One limitation here is that by asking for participants to report only a single positive and negative memory at each timescale, we showed that surprise correlates with memory accessibility but not necessarily its availability75,143. Probing all or a larger subset of basketball memories could determine whether surprise affects availability as well. Antony et al.7 asked basketball fans to freely recall basketball game clips and found that surprise also drove memory for individual plays when participants were encouraged to respond with everything they could remember. Therefore, this concern has been partially addressed for momentary surprise in laboratory settings, but future studies could examine whether surprise plays a role by probing a broader swath of memories64,65. Another limitation is that, while in some cases, participants spontaneously provided the surrounding context for plays, games or seasons (Extended Data Table 1), we did not rigorously examine whether information before or after surprising events are similarly well-remembered. In laboratory studies, salient events (such as surprise) boost surrounding memories in some models24,144,145, whereas in others they impair them146 or have no effect3,96 (see ref. 147 for a short review), and it would be worthwhile to examine this more rigorously for these real-world contexts148. Finally, the main limitation in this study is that there was no experimental manipulation, meaning that findings were correlational and causal inferences cannot be directly drawn.

The greatest factor in determining whether an event is surprising is the high-level context149,150 or schema151,152. This factor guides predictions of what should be expected in a particular situation, and therefore surprise varies across domains153. Indeed, the broader literature on surprise includes domains as wide-ranging as music154, language51, politics64,65 and narratives55,151,155,156. In this paper, we used the term ‘surprise’ to refer to changes in game or championship probability. While our data indicate that memories also correlated with other variables, such as seeing spectacular feats of athleticism (which we assess in our spectacularity measure and argue provides another form of surprise), who wins a game or championship may be the most relevant variable for sports fans. If the primary task or context differed, such that they were asked to instead count the number of passes or listen carefully to the commentary, we would expect other factors to drive memory. Just as a routine play (for example, a layup) occurring at a critical moment would be considered highly surprising in our model, an everyday word would be surprising in a particular context (for example, ‘Tornado wind speeds reach over 100 dogs per hour’).

• Dataset entries:

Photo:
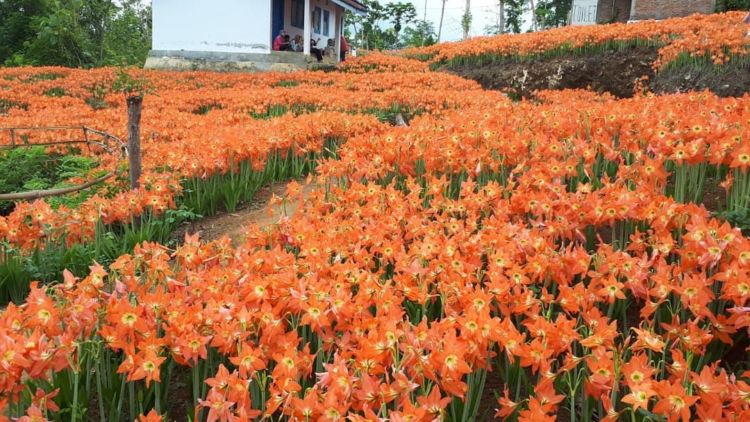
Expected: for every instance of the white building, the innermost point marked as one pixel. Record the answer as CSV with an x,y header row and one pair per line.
x,y
242,31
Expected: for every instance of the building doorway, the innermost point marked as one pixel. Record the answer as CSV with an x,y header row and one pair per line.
x,y
277,18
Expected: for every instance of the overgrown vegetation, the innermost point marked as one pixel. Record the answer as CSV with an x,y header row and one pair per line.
x,y
74,33
26,169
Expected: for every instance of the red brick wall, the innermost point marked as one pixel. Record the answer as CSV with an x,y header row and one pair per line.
x,y
661,9
613,11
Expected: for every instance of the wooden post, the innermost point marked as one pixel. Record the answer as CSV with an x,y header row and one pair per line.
x,y
308,29
135,105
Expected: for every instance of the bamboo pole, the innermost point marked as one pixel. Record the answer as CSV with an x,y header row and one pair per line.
x,y
135,105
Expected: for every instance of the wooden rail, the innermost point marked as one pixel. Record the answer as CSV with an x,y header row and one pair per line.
x,y
109,143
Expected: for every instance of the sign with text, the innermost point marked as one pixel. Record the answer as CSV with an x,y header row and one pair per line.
x,y
583,12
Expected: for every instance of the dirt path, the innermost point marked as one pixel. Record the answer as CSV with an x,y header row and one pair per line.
x,y
259,211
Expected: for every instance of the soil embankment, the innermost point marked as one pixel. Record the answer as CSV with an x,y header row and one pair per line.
x,y
616,72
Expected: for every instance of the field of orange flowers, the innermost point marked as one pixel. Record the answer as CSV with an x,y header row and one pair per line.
x,y
567,257
717,37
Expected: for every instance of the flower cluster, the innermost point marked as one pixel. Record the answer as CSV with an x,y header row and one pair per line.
x,y
720,36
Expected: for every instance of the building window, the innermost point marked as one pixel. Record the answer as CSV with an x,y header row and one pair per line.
x,y
298,14
316,19
326,22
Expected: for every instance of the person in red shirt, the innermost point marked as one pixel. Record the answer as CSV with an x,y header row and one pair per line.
x,y
280,43
344,48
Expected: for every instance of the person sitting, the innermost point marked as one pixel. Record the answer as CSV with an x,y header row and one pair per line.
x,y
298,43
315,51
330,49
344,48
287,44
281,42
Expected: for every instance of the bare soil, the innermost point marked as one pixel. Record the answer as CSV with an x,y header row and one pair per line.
x,y
614,72
725,81
258,212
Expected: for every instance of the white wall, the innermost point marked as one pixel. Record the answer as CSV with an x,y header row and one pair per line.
x,y
232,26
335,13
583,12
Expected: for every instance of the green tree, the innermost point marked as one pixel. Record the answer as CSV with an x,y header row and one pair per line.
x,y
380,27
466,19
422,34
400,14
77,33
514,10
128,39
16,19
552,13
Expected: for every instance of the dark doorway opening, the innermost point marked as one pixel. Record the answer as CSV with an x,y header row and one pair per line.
x,y
277,18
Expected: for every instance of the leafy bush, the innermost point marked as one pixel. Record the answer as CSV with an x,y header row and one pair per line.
x,y
24,169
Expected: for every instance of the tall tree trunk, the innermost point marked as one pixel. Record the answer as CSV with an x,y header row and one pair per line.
x,y
466,21
135,104
442,14
501,17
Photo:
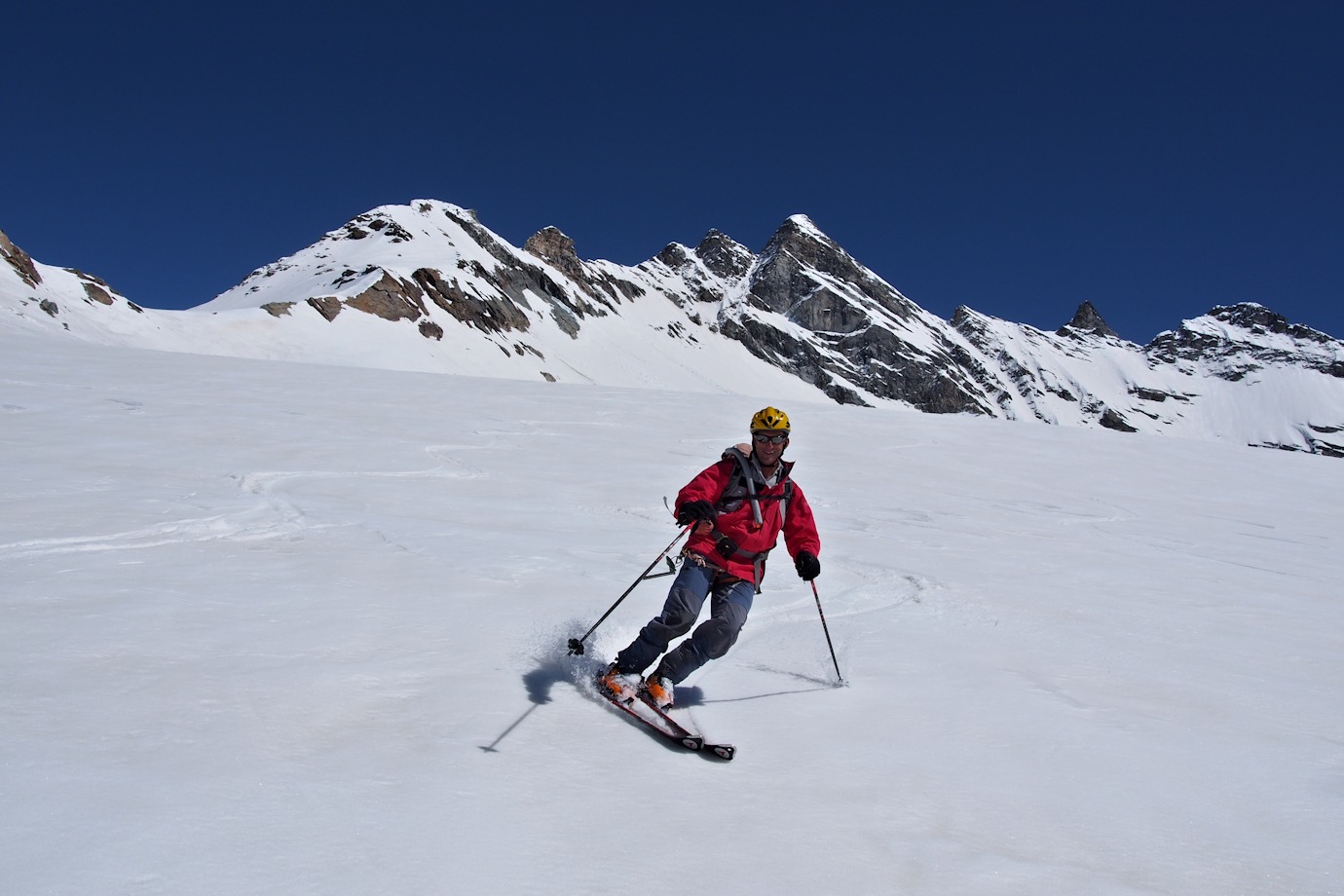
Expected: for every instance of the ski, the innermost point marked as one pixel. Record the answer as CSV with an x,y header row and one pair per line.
x,y
722,751
678,735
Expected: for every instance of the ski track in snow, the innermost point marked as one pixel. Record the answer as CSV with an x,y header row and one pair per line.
x,y
275,629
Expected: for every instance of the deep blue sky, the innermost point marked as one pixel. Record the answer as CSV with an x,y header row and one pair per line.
x,y
1156,159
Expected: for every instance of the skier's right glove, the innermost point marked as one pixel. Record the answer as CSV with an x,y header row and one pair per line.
x,y
695,512
808,566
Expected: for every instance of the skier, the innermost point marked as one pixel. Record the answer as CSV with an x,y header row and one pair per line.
x,y
739,505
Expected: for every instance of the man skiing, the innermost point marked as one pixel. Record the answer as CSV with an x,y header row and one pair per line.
x,y
738,506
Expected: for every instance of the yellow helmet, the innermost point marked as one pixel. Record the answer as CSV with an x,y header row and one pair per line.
x,y
770,418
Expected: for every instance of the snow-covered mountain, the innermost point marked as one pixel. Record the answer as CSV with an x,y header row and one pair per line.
x,y
427,286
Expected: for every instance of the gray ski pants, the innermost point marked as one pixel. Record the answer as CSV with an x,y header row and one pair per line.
x,y
728,608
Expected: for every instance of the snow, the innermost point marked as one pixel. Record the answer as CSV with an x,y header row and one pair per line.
x,y
275,627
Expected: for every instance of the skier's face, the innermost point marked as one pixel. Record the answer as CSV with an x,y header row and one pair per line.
x,y
769,445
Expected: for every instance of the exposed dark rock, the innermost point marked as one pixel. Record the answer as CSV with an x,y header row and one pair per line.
x,y
487,315
1113,421
724,255
97,293
390,298
327,305
19,261
1086,319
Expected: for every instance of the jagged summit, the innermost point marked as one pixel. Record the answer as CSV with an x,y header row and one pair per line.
x,y
1088,319
428,286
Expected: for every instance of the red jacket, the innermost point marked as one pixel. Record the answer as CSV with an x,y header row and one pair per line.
x,y
736,514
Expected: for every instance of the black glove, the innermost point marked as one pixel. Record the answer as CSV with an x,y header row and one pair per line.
x,y
808,566
695,512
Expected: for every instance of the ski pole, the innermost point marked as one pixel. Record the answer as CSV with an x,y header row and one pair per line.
x,y
577,644
839,677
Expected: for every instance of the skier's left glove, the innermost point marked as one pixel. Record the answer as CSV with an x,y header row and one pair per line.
x,y
808,566
695,512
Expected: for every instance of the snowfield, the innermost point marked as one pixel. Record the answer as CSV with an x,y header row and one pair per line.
x,y
289,629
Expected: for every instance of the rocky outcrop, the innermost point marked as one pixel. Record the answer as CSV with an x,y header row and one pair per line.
x,y
390,298
19,261
487,315
1086,319
803,304
1235,340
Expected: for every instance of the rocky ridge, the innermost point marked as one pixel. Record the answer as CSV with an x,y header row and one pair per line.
x,y
445,286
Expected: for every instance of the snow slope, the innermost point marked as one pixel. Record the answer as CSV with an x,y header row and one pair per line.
x,y
288,629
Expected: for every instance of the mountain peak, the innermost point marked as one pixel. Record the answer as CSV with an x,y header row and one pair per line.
x,y
1088,319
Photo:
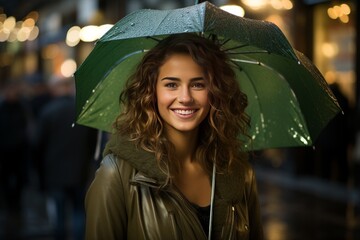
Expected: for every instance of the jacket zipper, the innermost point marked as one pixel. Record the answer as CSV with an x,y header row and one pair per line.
x,y
231,219
172,219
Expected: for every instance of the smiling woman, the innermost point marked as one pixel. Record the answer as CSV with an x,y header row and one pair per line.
x,y
176,137
182,95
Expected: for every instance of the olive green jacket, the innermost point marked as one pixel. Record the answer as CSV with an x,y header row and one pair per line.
x,y
125,201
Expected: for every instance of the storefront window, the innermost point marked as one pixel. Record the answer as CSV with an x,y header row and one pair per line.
x,y
334,45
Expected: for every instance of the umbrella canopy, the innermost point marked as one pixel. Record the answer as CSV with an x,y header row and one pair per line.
x,y
289,100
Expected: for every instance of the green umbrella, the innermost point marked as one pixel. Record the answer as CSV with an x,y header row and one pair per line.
x,y
289,100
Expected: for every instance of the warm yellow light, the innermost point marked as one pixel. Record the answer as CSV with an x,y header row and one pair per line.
x,y
234,9
344,18
29,23
337,10
73,36
345,9
330,49
9,23
2,17
22,34
33,15
255,4
68,67
4,35
51,51
288,5
332,14
276,4
330,77
89,33
33,34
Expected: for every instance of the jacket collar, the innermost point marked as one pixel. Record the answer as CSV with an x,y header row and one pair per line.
x,y
229,186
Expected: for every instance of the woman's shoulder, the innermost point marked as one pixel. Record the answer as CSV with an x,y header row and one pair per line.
x,y
113,168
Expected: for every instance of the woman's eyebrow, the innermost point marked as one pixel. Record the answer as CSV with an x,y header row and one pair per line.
x,y
178,79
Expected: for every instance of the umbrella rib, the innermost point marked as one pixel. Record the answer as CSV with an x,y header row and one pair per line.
x,y
249,52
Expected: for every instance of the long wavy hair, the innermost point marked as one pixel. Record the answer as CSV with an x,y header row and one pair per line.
x,y
218,140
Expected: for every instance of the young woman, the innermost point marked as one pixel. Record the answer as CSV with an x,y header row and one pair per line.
x,y
182,115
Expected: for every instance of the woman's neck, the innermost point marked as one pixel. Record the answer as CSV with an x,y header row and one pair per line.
x,y
185,144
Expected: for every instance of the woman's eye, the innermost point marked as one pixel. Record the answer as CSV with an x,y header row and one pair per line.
x,y
198,85
170,85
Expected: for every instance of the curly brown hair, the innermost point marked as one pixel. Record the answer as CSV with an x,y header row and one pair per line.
x,y
219,133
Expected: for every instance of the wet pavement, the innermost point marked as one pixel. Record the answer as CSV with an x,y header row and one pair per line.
x,y
293,208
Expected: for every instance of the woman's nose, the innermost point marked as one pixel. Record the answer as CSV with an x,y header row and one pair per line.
x,y
185,96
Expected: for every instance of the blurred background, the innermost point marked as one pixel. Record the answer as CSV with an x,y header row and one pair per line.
x,y
46,162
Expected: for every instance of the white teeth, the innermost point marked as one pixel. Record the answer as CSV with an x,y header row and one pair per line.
x,y
184,112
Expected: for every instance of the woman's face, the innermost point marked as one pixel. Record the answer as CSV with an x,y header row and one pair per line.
x,y
182,94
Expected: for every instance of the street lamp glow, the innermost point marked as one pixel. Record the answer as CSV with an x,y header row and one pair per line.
x,y
234,9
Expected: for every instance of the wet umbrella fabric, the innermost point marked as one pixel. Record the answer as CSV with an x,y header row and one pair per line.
x,y
289,101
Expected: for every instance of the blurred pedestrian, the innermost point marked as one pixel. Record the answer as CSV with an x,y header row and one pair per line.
x,y
64,155
14,147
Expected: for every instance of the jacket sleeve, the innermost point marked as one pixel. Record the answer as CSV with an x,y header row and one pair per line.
x,y
106,216
256,230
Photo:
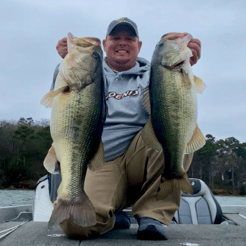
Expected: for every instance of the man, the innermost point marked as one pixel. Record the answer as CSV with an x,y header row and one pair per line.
x,y
132,170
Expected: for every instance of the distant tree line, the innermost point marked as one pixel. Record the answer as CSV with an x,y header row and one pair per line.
x,y
24,144
221,164
23,147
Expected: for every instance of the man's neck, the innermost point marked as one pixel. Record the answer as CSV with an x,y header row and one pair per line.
x,y
118,68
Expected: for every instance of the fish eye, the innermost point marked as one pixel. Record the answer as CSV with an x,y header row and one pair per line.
x,y
96,55
179,64
67,89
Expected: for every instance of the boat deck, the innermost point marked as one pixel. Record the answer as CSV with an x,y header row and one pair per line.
x,y
36,233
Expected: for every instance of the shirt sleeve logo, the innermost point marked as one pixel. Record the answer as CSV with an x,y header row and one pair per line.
x,y
120,96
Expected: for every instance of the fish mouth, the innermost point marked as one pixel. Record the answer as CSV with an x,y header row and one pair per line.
x,y
88,41
177,65
94,40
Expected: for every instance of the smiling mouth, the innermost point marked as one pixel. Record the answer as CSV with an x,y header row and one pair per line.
x,y
122,51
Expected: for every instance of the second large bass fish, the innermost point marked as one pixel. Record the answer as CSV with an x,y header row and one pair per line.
x,y
173,108
76,126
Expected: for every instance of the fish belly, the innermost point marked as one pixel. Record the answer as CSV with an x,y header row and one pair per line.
x,y
174,116
76,131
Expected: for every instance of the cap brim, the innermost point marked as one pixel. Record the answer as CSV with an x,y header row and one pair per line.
x,y
121,25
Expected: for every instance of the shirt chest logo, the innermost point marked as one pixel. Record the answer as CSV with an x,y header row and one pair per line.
x,y
120,96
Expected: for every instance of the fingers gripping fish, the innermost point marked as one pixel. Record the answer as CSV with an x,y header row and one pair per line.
x,y
172,94
76,126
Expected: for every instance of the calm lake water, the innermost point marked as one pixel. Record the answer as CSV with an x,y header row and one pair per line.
x,y
26,197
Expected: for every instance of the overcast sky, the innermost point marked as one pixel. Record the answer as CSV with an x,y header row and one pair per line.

• Parts of the exercise:
[A] Using the passage on surprise and memory above, decide whether each statement agrees with it. Answer yes or no for each, and quote the deciding words of the passage. (i) The study included an experimental manipulation. (ii) Participants reported only a single positive and a single negative memory at each timescale. (iii) In this paper, "surprise" refers to changes in game or championship probability.
[B] Please carry the passage on surprise and memory forward from its final sentence, in the same style.

• Response list:
[A]
(i) No: "there was no experimental manipulation, meaning that findings were correlational and causal inferences cannot be directly drawn."
(ii) Yes: "by asking for participants to report only a single positive and negative memory at each timescale"
(iii) Yes: "we used the term ‘surprise’ to refer to changes in game or championship probability."

[B]
The outcomes of sports contests can be instrumental to one’s sense of identity67 and mood68, influencing neural substrates heavily linked with emotion7,91,157 and physiological factors such as testosterone158 and creating lasting memories69. In fact, our participants often noted that both positive and negative outcomes were among the best or worst things that happened to them in a given month or year (and in a few cases, even a lifetime) (Extended Data Fig. 8). Dovetailing with a previous report showing that surprise influences a host of factors related to memory and emotion7, these findings underscore the importance of initial predictions in determining how events are remembered in the real world. Our approach of probing memories over multiple timescales and events shows that long-term surprises correlate with memory in a manner similar to momentary surprise, widening the door for more behavioural and neural questions investigating their underpinnings and highlighting an overlooked factor in studies of prediction and memory.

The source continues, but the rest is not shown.